Region labeling records
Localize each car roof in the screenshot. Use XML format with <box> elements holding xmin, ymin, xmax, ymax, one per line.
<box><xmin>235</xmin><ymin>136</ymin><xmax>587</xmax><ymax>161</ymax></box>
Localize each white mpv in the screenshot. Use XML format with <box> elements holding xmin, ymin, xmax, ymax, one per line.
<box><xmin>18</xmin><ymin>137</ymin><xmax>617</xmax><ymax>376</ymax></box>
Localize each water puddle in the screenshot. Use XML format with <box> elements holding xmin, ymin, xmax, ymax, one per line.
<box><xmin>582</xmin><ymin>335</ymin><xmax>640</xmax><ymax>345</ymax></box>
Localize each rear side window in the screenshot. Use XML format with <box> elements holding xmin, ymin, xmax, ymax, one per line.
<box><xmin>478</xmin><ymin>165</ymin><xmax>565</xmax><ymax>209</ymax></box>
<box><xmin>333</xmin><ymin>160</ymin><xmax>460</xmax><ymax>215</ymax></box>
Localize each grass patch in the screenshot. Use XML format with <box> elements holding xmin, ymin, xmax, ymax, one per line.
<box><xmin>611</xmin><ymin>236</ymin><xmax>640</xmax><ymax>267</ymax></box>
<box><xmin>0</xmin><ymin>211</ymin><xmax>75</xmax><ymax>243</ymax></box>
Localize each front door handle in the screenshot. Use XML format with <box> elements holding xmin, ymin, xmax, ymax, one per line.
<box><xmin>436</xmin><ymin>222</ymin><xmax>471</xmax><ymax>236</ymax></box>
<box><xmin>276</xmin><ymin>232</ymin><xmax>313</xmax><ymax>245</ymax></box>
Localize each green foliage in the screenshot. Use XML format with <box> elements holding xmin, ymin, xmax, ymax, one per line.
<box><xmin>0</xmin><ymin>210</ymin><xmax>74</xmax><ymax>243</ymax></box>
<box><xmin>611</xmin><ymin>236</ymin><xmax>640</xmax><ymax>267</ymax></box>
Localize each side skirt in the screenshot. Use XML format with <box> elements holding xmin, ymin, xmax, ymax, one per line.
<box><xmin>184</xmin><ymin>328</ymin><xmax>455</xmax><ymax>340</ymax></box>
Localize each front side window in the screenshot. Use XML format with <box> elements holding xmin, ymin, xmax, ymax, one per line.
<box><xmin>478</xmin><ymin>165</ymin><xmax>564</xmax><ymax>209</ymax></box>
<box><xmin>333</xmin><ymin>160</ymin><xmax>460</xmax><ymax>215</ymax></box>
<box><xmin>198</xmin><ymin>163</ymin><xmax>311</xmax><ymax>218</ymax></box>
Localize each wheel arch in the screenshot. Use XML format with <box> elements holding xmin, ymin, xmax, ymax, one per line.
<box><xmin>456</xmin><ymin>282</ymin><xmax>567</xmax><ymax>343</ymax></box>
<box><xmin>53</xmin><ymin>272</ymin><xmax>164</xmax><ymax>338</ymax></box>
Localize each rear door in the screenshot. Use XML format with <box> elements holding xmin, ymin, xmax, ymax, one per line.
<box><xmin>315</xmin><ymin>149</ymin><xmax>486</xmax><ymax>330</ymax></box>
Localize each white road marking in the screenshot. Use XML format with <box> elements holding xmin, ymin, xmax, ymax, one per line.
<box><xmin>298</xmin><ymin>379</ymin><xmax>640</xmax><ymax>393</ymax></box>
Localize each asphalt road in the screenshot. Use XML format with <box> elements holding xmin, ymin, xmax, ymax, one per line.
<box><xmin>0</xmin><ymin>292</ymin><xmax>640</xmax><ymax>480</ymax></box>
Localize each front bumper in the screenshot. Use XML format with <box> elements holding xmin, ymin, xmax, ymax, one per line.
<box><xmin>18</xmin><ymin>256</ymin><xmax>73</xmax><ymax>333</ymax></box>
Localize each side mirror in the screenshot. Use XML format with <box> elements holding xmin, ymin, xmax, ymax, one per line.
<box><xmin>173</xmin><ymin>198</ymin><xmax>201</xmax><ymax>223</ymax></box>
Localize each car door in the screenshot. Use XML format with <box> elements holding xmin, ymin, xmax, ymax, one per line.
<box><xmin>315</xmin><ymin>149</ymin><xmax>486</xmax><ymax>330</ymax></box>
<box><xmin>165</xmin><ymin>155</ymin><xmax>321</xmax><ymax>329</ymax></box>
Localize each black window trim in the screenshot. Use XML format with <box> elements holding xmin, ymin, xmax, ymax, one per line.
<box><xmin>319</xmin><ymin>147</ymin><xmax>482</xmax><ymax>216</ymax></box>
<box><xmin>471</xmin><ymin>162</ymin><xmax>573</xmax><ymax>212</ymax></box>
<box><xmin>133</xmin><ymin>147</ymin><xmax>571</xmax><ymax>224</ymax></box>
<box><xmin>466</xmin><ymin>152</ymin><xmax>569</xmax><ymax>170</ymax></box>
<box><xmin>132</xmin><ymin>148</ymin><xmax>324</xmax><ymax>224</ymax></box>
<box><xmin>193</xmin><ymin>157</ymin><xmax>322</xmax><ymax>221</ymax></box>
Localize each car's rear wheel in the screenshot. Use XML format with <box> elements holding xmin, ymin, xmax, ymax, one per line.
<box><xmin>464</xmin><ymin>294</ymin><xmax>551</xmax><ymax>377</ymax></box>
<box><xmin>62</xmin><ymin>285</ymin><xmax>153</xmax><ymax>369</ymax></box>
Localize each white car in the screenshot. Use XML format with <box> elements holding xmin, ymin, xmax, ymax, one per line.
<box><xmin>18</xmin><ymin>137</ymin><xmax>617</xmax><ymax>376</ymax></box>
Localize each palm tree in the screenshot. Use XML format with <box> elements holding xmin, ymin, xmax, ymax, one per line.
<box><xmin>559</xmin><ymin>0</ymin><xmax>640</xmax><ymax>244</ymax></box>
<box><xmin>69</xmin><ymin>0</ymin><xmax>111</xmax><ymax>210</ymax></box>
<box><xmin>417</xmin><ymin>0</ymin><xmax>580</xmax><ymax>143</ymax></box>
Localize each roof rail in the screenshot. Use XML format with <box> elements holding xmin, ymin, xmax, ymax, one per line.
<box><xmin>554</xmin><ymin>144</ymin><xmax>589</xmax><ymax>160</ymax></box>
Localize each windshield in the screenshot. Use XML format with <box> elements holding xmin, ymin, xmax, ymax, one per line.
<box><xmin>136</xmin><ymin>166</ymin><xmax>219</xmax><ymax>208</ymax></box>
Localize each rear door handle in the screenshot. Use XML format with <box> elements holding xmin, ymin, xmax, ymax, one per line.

Problem statement ▸ Transcribe the entire listing above, line by line, without changing a single character.

Output of the task ▸
Localize each car roof in the screenshot. Use XML format with <box> elements holding xmin, ymin, xmax, ymax, one per line.
<box><xmin>235</xmin><ymin>136</ymin><xmax>587</xmax><ymax>161</ymax></box>
Localize each white mpv in the screenshot. Use XML format with <box> elements holding xmin, ymin, xmax, ymax, one per line.
<box><xmin>18</xmin><ymin>137</ymin><xmax>617</xmax><ymax>376</ymax></box>
Localize each water puddle in the screenshot. Use XML format with <box> elements holding xmin, ymin, xmax, ymax, one per line.
<box><xmin>582</xmin><ymin>335</ymin><xmax>640</xmax><ymax>345</ymax></box>
Localize each rear side window in the screenshot. Use XML format with <box> elements holding xmin, ymin, xmax, ymax, one per line.
<box><xmin>478</xmin><ymin>165</ymin><xmax>565</xmax><ymax>209</ymax></box>
<box><xmin>333</xmin><ymin>160</ymin><xmax>460</xmax><ymax>215</ymax></box>
Localize each grass patch in the screenshot. Use XML format with <box> elements holding xmin, ymin, xmax, ymax, one per line.
<box><xmin>611</xmin><ymin>236</ymin><xmax>640</xmax><ymax>267</ymax></box>
<box><xmin>0</xmin><ymin>211</ymin><xmax>75</xmax><ymax>243</ymax></box>
Localize each front door handle in the screenshot. Use XML format with <box> elements holding xmin, ymin, xmax, ymax, one per line.
<box><xmin>436</xmin><ymin>222</ymin><xmax>471</xmax><ymax>236</ymax></box>
<box><xmin>276</xmin><ymin>232</ymin><xmax>313</xmax><ymax>245</ymax></box>
Localize each green foliage in the screenshot. Use XML format with <box> elements holding xmin, ymin, xmax, ymax, one per line.
<box><xmin>0</xmin><ymin>210</ymin><xmax>74</xmax><ymax>243</ymax></box>
<box><xmin>611</xmin><ymin>236</ymin><xmax>640</xmax><ymax>267</ymax></box>
Localize each side skirt in the screenshot. Use XML format with <box> elements holding xmin, ymin, xmax, ymax, one per line.
<box><xmin>184</xmin><ymin>328</ymin><xmax>455</xmax><ymax>340</ymax></box>
Localize each front side window in the screenshot. Use XML format with <box> elements holding xmin, ymin, xmax, ymax, one per line.
<box><xmin>478</xmin><ymin>165</ymin><xmax>564</xmax><ymax>209</ymax></box>
<box><xmin>333</xmin><ymin>160</ymin><xmax>460</xmax><ymax>215</ymax></box>
<box><xmin>198</xmin><ymin>163</ymin><xmax>311</xmax><ymax>218</ymax></box>
Localize each wheel arch in the screenshot. Use XML format with <box> elements holding xmin, ymin, xmax, ymax, one per line.
<box><xmin>456</xmin><ymin>282</ymin><xmax>567</xmax><ymax>343</ymax></box>
<box><xmin>53</xmin><ymin>272</ymin><xmax>164</xmax><ymax>338</ymax></box>
Localize each rear door in the screenshot. Use XML format with <box> elements holding xmin, ymin, xmax, ymax, one per line.
<box><xmin>315</xmin><ymin>149</ymin><xmax>486</xmax><ymax>330</ymax></box>
Localize each white road marking in the screenshot. Use XML format with <box> elements holding xmin, ymin, xmax, ymax, one per line.
<box><xmin>298</xmin><ymin>379</ymin><xmax>640</xmax><ymax>393</ymax></box>
Localize each asphalt road in the screenshot. Use XML format with <box> elements holding xmin, ymin, xmax, ymax, one per line.
<box><xmin>0</xmin><ymin>292</ymin><xmax>640</xmax><ymax>480</ymax></box>
Localize each front bumper in the screenshot. Use XML format with <box> elements holding xmin, ymin, xmax, ymax, one per line.
<box><xmin>18</xmin><ymin>256</ymin><xmax>73</xmax><ymax>333</ymax></box>
Localize each side mirror in the screenshot. Use XML format with <box> elements holding xmin, ymin, xmax, ymax, one per line.
<box><xmin>173</xmin><ymin>198</ymin><xmax>201</xmax><ymax>223</ymax></box>
Localize each car door in the screenshot. Use XML format with <box> elements holding xmin, ymin, xmax, ymax, one per line.
<box><xmin>315</xmin><ymin>149</ymin><xmax>486</xmax><ymax>330</ymax></box>
<box><xmin>165</xmin><ymin>155</ymin><xmax>321</xmax><ymax>329</ymax></box>
Localize each black window trim in the screenshot. Use XML format with <box> elements holding xmin, ymin, xmax, ymax, one per line.
<box><xmin>319</xmin><ymin>147</ymin><xmax>482</xmax><ymax>216</ymax></box>
<box><xmin>471</xmin><ymin>162</ymin><xmax>573</xmax><ymax>212</ymax></box>
<box><xmin>133</xmin><ymin>147</ymin><xmax>571</xmax><ymax>224</ymax></box>
<box><xmin>466</xmin><ymin>152</ymin><xmax>569</xmax><ymax>170</ymax></box>
<box><xmin>132</xmin><ymin>148</ymin><xmax>324</xmax><ymax>224</ymax></box>
<box><xmin>193</xmin><ymin>157</ymin><xmax>322</xmax><ymax>221</ymax></box>
Localize each car's rear wheel in the screenshot. Use XML format with <box> elements holding xmin, ymin, xmax, ymax, one per line.
<box><xmin>464</xmin><ymin>294</ymin><xmax>551</xmax><ymax>377</ymax></box>
<box><xmin>62</xmin><ymin>285</ymin><xmax>153</xmax><ymax>369</ymax></box>
Localize each white car in the screenshot. Use XML format with <box> elements holding xmin, ymin, xmax, ymax, one per line.
<box><xmin>18</xmin><ymin>137</ymin><xmax>617</xmax><ymax>376</ymax></box>
Localize each palm tree in the screenshot. Use XML format with <box> elements holding xmin, ymin, xmax, ymax, one per line.
<box><xmin>559</xmin><ymin>0</ymin><xmax>640</xmax><ymax>244</ymax></box>
<box><xmin>69</xmin><ymin>0</ymin><xmax>111</xmax><ymax>210</ymax></box>
<box><xmin>417</xmin><ymin>0</ymin><xmax>580</xmax><ymax>143</ymax></box>
Localize each roof rail in the screenshot. Use XML format with <box> elements holding xmin, ymin, xmax, ymax, one per line.
<box><xmin>554</xmin><ymin>144</ymin><xmax>589</xmax><ymax>160</ymax></box>
Localize each windshield in the screenshot. Use XML format with <box> elements holding xmin, ymin, xmax, ymax, one per line.
<box><xmin>136</xmin><ymin>166</ymin><xmax>219</xmax><ymax>208</ymax></box>
Localize each rear door handle in the screenshot. Use XML format with <box> elements holding xmin, ymin, xmax, ymax, one per line.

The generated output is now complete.